▶ _THINGS TO DO_:
(1) In the thread about Windows Explorer freezing on right-click, why does the reply say you must reboot between tries when disabling context menu handlers?
(2) Print the part of the Explorer freeze thread starting at "It will scan" and ending at "are displayed together.".

▶ _EXTRACTED TEXT_:
- - -

# Right click on file windows explorer freezes



## Pete Diebenow (Jul 29, 2008)

When I right click on a file in Windows Explorer (Vista Ultimate) the hour glass appears and after a while the Explorer window turns grayish. If I minimize it I can continue to work, even activate another Windows Explorer window. But if I attempt to close the grayed window the screen turns blue (Not the "window of death", and there are no error messages) and my desk top is lost. I can three finger salute, raising the task manager which tells me nothing is running, and I have to restart or shut down!

I have a Toshiba Satellite A205, running VIsta Ultimate, 4 GB ram, etc., etc.

I tried to do a search on this Forum but had trouble and could do nothing, so I write this note.

Thanks for any help.


----------



## Dunedin (Jul 19, 2007)

Hello Pete Diebenow 

I think this might be caused by a bad context menu handler. A context menu handler is a shell extension handler that adds commands to an existing context menu (Example: cut, copy, paste, print, Scan with Norton etc).

Download ShellExView and run it.

It will scan the registry for all the shell extensions. Once the scan is over and the list is displayed, you need to spot the context menu handlers. Sort the results using "Type", so that the context menu handlers are displayed together.

General rule here is to disable non-Microsoft context menu handlers *one-by-one* and verify if the problem is solved. If disabling one does not solve the problem, undo the disabled item and disable the next non-Microsoft handler. Do the same until the problem is solved and finally identify the culprit. Scroll right to see the Company Name column in ShellExView.

You can disable them ...they say "one at a time" and see what effect it has on the problem. You can do it a lot quicker by bisecting the list, disabling half of the entries in one fell swoop, rebooting and trying the right click. You just have to narrow it down. Then keep bisecting the list until it is just a few and do these one at a time. The problem is that you have to reboot between tries to get accurate testing of the results of your disabling. 

The latest version of ShellExView marks all the non-Microsoft extensions in Pink for easy identification. All other types of shell extensions that ShellExView utility cannot recognize are categorized as "System" type.

.


----------



## Pete Diebenow (Jul 29, 2008)

Thanks for the feed-back, Dunedin.

- - -

▶ _DATASET EXTRACT_:
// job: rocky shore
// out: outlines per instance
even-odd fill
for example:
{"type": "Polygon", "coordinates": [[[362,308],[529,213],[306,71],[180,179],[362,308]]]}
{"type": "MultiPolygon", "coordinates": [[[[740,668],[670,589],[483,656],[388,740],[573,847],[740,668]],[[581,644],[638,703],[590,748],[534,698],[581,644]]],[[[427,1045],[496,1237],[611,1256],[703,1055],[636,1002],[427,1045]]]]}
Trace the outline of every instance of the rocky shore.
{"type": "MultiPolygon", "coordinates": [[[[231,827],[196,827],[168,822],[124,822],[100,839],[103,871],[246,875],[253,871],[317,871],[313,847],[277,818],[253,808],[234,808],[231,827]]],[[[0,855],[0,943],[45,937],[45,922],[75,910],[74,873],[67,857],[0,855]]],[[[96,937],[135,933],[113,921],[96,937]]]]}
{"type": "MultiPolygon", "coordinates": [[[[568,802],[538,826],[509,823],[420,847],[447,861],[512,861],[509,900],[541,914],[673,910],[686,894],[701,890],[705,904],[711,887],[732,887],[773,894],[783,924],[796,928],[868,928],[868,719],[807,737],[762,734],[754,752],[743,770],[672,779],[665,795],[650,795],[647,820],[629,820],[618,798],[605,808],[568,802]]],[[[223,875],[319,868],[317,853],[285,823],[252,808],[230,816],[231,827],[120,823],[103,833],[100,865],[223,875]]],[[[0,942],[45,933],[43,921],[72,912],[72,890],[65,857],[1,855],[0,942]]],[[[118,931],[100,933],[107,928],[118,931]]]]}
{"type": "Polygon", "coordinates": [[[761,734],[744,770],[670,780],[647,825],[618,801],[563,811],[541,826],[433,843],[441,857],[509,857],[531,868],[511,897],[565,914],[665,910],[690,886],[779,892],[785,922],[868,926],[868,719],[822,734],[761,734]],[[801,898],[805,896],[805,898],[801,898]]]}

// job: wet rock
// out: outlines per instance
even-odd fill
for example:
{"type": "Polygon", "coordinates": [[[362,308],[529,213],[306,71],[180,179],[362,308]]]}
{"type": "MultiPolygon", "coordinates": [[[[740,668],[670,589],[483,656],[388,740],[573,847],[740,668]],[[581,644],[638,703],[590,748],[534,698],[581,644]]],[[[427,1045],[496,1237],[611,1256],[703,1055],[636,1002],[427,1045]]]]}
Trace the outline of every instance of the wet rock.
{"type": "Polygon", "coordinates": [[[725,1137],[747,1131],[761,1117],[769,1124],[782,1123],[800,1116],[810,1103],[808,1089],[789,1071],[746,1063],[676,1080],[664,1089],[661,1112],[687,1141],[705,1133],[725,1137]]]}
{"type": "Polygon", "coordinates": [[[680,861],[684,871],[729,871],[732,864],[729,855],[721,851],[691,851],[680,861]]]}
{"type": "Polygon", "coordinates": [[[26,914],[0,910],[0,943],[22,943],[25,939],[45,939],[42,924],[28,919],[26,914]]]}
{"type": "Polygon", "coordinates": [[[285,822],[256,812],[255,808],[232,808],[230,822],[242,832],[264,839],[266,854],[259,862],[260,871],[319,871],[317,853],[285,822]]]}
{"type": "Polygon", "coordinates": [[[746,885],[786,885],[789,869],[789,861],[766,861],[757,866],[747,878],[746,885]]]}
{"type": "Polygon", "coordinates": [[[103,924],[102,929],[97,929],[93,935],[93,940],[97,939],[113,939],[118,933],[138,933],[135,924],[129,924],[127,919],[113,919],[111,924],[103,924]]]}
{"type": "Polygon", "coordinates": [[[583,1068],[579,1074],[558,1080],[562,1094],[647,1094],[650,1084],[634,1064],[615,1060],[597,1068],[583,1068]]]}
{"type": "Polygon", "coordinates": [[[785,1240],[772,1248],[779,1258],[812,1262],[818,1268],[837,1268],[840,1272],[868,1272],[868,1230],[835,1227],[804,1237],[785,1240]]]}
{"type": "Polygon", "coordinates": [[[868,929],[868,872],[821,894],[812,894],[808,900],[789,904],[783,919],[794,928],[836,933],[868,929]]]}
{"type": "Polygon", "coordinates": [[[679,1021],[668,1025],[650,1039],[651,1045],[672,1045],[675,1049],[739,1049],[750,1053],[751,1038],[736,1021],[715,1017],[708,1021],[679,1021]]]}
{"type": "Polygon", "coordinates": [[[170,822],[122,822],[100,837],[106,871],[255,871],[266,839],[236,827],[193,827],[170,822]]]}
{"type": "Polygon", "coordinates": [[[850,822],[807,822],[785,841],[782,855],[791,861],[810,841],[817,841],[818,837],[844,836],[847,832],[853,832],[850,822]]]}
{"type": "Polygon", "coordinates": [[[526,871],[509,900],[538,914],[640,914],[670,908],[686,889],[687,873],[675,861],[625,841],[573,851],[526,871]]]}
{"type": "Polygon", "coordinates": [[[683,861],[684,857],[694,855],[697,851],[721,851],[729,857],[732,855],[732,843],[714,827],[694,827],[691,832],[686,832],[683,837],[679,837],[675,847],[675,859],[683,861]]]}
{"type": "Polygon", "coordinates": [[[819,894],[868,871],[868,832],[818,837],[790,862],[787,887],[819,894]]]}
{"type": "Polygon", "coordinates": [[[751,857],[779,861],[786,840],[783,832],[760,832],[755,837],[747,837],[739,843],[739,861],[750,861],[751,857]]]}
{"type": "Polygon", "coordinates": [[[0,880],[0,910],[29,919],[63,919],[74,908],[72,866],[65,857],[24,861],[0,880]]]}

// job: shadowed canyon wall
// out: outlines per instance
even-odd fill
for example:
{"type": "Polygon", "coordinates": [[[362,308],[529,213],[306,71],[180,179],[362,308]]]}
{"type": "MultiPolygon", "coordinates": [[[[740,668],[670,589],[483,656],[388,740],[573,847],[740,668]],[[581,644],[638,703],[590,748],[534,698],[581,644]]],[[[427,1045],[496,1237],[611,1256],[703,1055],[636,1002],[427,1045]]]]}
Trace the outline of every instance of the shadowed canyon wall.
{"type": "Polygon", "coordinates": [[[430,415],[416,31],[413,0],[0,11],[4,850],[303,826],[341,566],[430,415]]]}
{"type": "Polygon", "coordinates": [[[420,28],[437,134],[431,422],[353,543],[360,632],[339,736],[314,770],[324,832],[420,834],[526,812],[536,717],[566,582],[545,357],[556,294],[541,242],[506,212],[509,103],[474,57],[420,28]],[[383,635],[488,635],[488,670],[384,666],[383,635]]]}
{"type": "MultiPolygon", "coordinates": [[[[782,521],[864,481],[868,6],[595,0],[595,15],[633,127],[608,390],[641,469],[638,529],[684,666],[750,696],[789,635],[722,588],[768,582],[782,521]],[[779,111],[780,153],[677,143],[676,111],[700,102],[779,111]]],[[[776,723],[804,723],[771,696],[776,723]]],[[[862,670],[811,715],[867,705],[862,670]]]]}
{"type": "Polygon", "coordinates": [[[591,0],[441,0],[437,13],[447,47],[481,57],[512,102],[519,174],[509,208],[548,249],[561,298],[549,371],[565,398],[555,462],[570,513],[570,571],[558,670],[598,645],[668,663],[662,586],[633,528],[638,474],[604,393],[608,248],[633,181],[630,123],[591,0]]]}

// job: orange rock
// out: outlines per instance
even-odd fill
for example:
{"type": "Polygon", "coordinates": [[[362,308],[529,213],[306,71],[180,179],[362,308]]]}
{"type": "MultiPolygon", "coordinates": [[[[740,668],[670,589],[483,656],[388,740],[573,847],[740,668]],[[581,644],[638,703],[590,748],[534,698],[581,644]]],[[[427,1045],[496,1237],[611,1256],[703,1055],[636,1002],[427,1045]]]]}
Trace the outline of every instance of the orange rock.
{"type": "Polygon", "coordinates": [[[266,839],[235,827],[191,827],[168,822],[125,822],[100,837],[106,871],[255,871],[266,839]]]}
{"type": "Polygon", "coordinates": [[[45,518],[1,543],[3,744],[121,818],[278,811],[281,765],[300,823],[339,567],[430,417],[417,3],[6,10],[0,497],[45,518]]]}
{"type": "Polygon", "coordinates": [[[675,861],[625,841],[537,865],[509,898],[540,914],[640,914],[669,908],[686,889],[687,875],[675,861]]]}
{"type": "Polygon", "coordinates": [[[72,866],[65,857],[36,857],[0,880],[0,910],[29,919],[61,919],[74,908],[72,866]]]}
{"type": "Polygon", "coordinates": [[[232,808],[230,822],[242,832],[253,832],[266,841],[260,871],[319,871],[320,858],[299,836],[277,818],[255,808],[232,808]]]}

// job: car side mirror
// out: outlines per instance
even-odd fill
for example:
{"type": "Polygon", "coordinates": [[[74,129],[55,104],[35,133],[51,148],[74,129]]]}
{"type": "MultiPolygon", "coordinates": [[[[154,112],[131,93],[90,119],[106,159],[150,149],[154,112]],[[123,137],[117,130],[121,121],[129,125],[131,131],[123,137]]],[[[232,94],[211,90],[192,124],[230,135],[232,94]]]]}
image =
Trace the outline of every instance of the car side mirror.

- - -

▶ _TASK RESPONSES_:
(1) The reply says you must reboot between tries to test accurately whether disabling the handlers had any effect. That holds whether you disable them one at a time or bisect the list.

(2)
It will scan the registry for all the shell extensions. Once the scan is over and the list is displayed, you need to spot the context menu handlers. Sort the results using "Type", so that the context menu handlers are displayed together.